What is needed is an exact copy of all the lines below.

-- Provided data follows --

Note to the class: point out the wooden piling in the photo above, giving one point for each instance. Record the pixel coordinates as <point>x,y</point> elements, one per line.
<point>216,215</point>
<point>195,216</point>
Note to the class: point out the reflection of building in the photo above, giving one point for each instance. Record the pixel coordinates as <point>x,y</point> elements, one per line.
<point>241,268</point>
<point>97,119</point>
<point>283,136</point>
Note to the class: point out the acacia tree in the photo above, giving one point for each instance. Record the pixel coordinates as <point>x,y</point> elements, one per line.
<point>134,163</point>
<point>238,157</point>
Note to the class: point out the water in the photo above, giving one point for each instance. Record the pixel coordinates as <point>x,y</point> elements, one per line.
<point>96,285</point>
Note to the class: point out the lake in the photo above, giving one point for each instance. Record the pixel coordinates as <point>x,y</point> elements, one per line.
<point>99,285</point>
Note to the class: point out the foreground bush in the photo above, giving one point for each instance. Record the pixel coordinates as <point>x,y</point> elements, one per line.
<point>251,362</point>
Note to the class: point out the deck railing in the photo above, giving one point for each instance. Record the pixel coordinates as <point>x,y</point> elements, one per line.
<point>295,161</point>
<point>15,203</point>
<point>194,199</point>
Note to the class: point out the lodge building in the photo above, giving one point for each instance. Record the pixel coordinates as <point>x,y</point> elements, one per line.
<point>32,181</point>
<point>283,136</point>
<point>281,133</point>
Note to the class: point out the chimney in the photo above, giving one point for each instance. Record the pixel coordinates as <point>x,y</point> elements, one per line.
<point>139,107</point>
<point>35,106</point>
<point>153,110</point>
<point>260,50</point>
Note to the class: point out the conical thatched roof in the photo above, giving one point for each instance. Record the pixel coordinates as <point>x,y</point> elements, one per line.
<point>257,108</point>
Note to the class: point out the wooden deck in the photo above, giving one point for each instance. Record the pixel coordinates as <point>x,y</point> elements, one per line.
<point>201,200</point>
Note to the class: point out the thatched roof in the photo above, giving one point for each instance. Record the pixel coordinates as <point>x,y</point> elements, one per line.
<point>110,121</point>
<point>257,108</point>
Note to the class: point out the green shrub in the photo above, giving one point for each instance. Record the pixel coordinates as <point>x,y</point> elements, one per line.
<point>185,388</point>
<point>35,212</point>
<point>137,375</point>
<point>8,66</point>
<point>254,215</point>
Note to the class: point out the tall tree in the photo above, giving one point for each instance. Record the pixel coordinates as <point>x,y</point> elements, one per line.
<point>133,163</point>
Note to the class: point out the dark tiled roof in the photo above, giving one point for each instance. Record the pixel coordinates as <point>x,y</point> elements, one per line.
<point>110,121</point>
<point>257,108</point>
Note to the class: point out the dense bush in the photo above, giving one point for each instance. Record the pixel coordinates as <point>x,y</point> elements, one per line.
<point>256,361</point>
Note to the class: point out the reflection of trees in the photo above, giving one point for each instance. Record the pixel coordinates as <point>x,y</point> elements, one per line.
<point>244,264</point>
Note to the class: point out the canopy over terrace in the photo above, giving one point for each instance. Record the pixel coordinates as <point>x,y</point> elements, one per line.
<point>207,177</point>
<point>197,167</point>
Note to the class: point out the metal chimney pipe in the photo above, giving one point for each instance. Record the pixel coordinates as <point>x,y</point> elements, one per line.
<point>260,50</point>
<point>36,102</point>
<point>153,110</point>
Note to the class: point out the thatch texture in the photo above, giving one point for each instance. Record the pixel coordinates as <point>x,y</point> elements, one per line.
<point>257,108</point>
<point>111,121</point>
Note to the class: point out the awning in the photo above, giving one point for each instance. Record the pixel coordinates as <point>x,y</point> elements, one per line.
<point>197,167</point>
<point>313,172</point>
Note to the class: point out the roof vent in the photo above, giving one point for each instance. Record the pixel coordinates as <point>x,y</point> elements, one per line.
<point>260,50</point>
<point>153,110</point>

-- Provided data concluded --

— Task result —
Note to the class: point out the wooden piling in the photo above, giving one point for each instance. Record the pixel coordinates as <point>x,y</point> elements, one per line.
<point>216,215</point>
<point>195,216</point>
Note to the class: point out the reflection of building in the photo above, giving one point for each instance. Record the pixel coordinates as <point>x,y</point> elements, one per line.
<point>241,268</point>
<point>97,119</point>
<point>283,136</point>
Note to the class: point out the acacia tree in the photo above, giving one point for each instance. Record the pixel coordinates as <point>x,y</point> elements, one per line.
<point>134,163</point>
<point>238,157</point>
Note to the class: point out the water in the photo above, giving one point for each instance. Record the pixel coordinates as <point>x,y</point> elements, one per line.
<point>96,285</point>
Note to the class: point out the lake in the photo above, giving one point for each instance. Record the pixel coordinates as <point>x,y</point> elements, one per line.
<point>99,285</point>
Note to the class: point out the foreground bush in the photo above, giving one point for each instance. Record the pixel coordinates as <point>x,y</point> elements, one per line.
<point>251,362</point>
Note to the class: point out the deck railing in the photo above, giving one point for each instance. Record the pixel coordinates as <point>x,y</point> elements, one per line.
<point>295,161</point>
<point>15,203</point>
<point>194,199</point>
Note to the class: point out the lodge building in the photo above, giving one point for each instance. Record the pixel coordinates as <point>x,y</point> elements, one per line.
<point>32,181</point>
<point>283,136</point>
<point>281,133</point>
Note to the class: point out the chimney in the photo above, giving one point for each instance. Record the pixel coordinates as <point>x,y</point> elements, one per line.
<point>139,107</point>
<point>35,106</point>
<point>153,110</point>
<point>260,50</point>
Note to the class: point out the conical thatched roof in the photo above, giving one point for each instance. Record the pixel coordinates as <point>x,y</point> elements, one per line.
<point>257,108</point>
Note to the class: point out the wooden deck in the photo above, giving one point for each instance. Record the pixel coordinates as <point>x,y</point> elements, one per line.
<point>201,200</point>
Note to the class: point out the thatched roof in the photo above, giving one point for each instance. Record the pixel coordinates as <point>x,y</point> elements, one per line.
<point>110,121</point>
<point>257,108</point>
Note to the class: point out the green shrub in the photo above, giving one point for each instance. Record the pixel coordinates as <point>x,y</point> elements, one per line.
<point>185,388</point>
<point>35,212</point>
<point>137,375</point>
<point>8,66</point>
<point>254,215</point>
Note to the class: point out the tall tree in the photo above, giving one point for each instance. Record the pixel coordinates as <point>x,y</point> elements, one per line.
<point>133,163</point>
Note to the class: point out the dark tiled roof in the photo above, giving one point for each instance. Record the pixel coordinates as <point>x,y</point> elements, one per line.
<point>110,121</point>
<point>257,108</point>
Note to the class: point out the dense bush in the photo above, giving one point for each instance. Record the pixel coordinates as <point>x,y</point> elements, one per line.
<point>256,361</point>
Note to the class: point out the reflection of trees in the photo above, giving one point for each instance. Record the pixel coordinates as <point>x,y</point> elements, one per line.
<point>244,264</point>
Note to the class: point out the canopy over terrace in the photo above, giving one point for each instance. Record the pixel coordinates as <point>x,y</point> elements, one per line.
<point>207,177</point>
<point>197,167</point>
Note to the class: point out the metal chimney pipe in the photo above, giving one point for each instance. Record the pixel coordinates as <point>x,y</point> elements, one per line.
<point>260,50</point>
<point>36,102</point>
<point>153,110</point>
Note to the class: point out the thatch texture in the photo above, giving one point for each instance. Record the pixel coordinates as <point>x,y</point> elements, one per line.
<point>257,108</point>
<point>111,121</point>
Note to the class: point out the awning in the photo above, giving one point for each instance. Record the pixel coordinates as <point>x,y</point> elements, one per line.
<point>197,167</point>
<point>313,172</point>
Note to the class: point out the roof vent in the photo above, giving one point for each instance. Record the pixel coordinates as <point>x,y</point> elements, one per line.
<point>260,50</point>
<point>153,110</point>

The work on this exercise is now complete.